• _À faire_
• 1. Dans l'extrait sur le film de Mel Gibson, quelles expressions différentes commencent par « deux heures » ?
• 2. Pourriez-vous recopier le passage de l'extrait sur le film de Mel Gibson qui s'ouvre sur « Certes, beaucoup des » et se termine par « jusqu’à la fin. », en y remplaçant « brouillard » par « voile » ?

• _Extrait source_
Aletheia n°56 - 16 avril 2004
“LA PASSION DU CHRIST” PAR MEL GIBSON
La Passion du Christ, écrit et réalisé par l’acteur Mel Gibson, a suscité, en France, et dans le monde entier, une vague d’articles comme aucun autre film sans doute dans l’histoire du cinéma. Ces deux heures de spectacle, fidèles, en partie, à la lettre de l’Evangile, sont deux heures de spectacle. Certainement pas deux heures de méditation. Est-ce deux heures d’apologétique catholique ? On peut en douter. Tout dans ce film est image – c’est-à-dire représentation – et volonté d’émouvoir.
Certes, beaucoup des faits rapportés par les Evangiles sont transposés dans ce film avec un sens catholique indéniable mais non sans user et abuser des effets cinétiques d’Hollywood. Et ce, dès les premières images : le brouillard inquiétant qui enveloppe le Jardin des Oliviers, la représentation androgyne du Diable qui accompagnera toutes les scènes du film jusqu’à la fin.
Émouvoir était certes un des objectifs et une des méthodes des grands prédicateurs de jadis. Mais avant et après leur sermon rempli d’images, il y avait le temps de la méditation et du silence. Ici, de bout en bout, dans un rythme trépidant, et hormis quelques flash-backs (par exemple, Jésus, fabriquant une table et plaisantant avec sa mère), on est dans une fureur continue.
Et pourtant, à la fin, Mel Gibson n’a pas osé ou n’a pas su traduire en images la descente aux Enfers, la victoire sur Satan et sur la mort.
L’engagement des épiscopats français et américain
Ce film a été accusé d’antisémitisme. Le Monde, le 31 mars, estimait : “ La régression la plus grave du film de Mel Gibson est dans son antisémitisme larvé. S’il y a une victime, il y a forcément des bourreaux. (…) Comment s’étonner que les soutiens de Gibson se trouvent dans les rangs des catholiques traditionalistes pour qui la culpabilité des Juifs dans la mort de Jésus ne fait aucun doute ? ”

Entrées d'annotation par coordonnées:
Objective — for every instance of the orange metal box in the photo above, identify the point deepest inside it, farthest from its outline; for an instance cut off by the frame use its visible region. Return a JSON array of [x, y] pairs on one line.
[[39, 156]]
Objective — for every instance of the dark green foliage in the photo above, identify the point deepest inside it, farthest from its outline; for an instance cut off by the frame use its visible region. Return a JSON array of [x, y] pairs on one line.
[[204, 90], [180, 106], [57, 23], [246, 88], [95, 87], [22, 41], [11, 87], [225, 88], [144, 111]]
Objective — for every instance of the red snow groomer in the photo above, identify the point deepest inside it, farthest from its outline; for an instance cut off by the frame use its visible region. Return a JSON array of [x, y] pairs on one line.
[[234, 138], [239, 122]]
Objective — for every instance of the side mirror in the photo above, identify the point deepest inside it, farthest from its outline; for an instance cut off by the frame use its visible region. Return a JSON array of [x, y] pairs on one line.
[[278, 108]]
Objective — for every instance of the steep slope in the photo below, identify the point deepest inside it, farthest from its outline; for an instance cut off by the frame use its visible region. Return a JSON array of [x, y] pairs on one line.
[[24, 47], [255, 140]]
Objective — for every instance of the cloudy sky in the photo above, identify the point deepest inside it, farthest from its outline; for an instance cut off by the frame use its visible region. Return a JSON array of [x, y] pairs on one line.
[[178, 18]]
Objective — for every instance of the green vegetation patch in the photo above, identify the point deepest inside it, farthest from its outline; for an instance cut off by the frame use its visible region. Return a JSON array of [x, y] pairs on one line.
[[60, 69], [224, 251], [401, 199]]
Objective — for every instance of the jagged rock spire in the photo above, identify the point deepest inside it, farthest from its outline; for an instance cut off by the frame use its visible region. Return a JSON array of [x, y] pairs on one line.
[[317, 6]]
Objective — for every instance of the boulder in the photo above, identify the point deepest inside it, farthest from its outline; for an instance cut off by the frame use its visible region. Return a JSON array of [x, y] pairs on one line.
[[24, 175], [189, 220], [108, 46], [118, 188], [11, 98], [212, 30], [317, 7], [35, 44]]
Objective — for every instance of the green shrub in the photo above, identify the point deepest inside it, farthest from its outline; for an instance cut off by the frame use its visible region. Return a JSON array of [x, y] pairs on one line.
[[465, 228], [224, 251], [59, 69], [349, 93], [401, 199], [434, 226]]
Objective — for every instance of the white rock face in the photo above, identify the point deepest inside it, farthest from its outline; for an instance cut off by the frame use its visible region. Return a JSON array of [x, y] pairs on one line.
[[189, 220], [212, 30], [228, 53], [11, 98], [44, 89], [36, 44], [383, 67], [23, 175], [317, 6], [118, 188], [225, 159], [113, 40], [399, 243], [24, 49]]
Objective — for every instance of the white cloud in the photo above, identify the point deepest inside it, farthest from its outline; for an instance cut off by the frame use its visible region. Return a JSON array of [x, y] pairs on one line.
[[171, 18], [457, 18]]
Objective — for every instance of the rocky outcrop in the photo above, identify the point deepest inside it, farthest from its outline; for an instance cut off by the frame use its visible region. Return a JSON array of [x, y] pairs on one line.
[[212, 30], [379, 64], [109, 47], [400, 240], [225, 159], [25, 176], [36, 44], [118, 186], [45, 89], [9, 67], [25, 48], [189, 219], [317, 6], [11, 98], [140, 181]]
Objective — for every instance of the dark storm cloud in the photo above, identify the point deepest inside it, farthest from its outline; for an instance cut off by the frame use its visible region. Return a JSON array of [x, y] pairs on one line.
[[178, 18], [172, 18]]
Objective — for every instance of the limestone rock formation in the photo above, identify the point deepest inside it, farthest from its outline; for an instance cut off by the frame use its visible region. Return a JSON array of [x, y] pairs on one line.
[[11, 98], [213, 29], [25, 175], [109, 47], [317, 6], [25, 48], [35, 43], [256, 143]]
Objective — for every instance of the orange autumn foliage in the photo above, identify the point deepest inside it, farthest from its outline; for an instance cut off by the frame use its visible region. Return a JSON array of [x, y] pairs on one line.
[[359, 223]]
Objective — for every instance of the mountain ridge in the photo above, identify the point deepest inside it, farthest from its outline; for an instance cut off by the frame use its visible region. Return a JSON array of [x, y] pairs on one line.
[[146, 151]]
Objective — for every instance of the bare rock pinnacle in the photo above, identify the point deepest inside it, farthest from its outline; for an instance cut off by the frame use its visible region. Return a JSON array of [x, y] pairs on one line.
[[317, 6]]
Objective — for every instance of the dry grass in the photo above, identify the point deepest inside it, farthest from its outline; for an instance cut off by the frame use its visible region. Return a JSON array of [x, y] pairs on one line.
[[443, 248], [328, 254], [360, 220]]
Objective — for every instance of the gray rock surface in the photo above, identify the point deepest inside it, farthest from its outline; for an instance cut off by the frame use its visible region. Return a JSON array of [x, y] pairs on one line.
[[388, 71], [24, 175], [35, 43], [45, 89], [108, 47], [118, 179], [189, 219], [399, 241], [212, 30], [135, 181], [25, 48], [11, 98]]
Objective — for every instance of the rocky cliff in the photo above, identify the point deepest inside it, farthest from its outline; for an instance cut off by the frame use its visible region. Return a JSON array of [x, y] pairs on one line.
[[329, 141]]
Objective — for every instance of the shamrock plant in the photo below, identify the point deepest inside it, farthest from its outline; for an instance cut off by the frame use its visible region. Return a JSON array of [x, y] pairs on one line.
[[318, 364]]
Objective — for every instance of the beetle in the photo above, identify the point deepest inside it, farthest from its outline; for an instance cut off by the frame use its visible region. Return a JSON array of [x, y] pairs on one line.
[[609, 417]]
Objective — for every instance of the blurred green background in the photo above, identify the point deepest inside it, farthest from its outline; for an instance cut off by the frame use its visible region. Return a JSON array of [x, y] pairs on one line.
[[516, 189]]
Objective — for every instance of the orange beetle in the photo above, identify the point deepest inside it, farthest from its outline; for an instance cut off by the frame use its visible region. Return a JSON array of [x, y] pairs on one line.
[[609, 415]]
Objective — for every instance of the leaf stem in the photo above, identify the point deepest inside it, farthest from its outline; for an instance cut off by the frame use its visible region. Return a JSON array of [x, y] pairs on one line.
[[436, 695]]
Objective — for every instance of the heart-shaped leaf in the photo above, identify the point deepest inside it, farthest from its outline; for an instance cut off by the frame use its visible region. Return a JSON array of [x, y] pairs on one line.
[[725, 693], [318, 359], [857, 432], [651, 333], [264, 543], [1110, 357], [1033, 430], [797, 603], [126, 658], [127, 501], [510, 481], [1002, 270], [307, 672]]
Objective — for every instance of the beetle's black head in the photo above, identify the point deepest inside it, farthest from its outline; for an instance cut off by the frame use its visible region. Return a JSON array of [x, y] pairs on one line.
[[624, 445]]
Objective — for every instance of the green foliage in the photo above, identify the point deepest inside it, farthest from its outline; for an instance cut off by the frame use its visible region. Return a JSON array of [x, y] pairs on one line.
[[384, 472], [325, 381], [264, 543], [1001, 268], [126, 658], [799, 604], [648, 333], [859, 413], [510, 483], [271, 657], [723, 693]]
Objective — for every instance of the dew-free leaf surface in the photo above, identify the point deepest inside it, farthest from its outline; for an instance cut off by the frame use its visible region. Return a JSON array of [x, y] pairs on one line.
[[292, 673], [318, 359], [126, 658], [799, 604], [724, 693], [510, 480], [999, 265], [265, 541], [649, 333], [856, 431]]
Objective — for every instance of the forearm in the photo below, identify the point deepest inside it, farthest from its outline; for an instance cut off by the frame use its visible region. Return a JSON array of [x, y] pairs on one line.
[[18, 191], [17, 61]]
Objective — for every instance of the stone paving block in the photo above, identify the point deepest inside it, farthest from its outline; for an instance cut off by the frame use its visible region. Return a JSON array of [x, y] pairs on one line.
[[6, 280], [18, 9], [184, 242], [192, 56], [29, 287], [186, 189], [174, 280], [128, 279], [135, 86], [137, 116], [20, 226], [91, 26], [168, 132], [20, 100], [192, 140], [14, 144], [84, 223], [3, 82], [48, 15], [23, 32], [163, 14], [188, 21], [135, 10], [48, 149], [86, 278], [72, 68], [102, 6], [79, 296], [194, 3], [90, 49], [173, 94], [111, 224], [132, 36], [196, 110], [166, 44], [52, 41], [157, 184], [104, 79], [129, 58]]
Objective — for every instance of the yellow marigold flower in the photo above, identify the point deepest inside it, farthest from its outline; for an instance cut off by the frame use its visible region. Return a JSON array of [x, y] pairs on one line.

• _Tâches résolues_
• 1.
- deux heures de spectacle
- deux heures de méditation
- deux heures d'apologétique catholique

• 2.
Certes, beaucoup des faits rapportés par les Evangiles sont transposés dans ce film avec un sens catholique indéniable mais non sans user et abuser des effets cinétiques d’Hollywood. Et ce, dès les premières images : le voile inquiétant qui enveloppe le Jardin des Oliviers, la représentation androgyne du Diable qui accompagnera toutes les scènes du film jusqu’à la fin.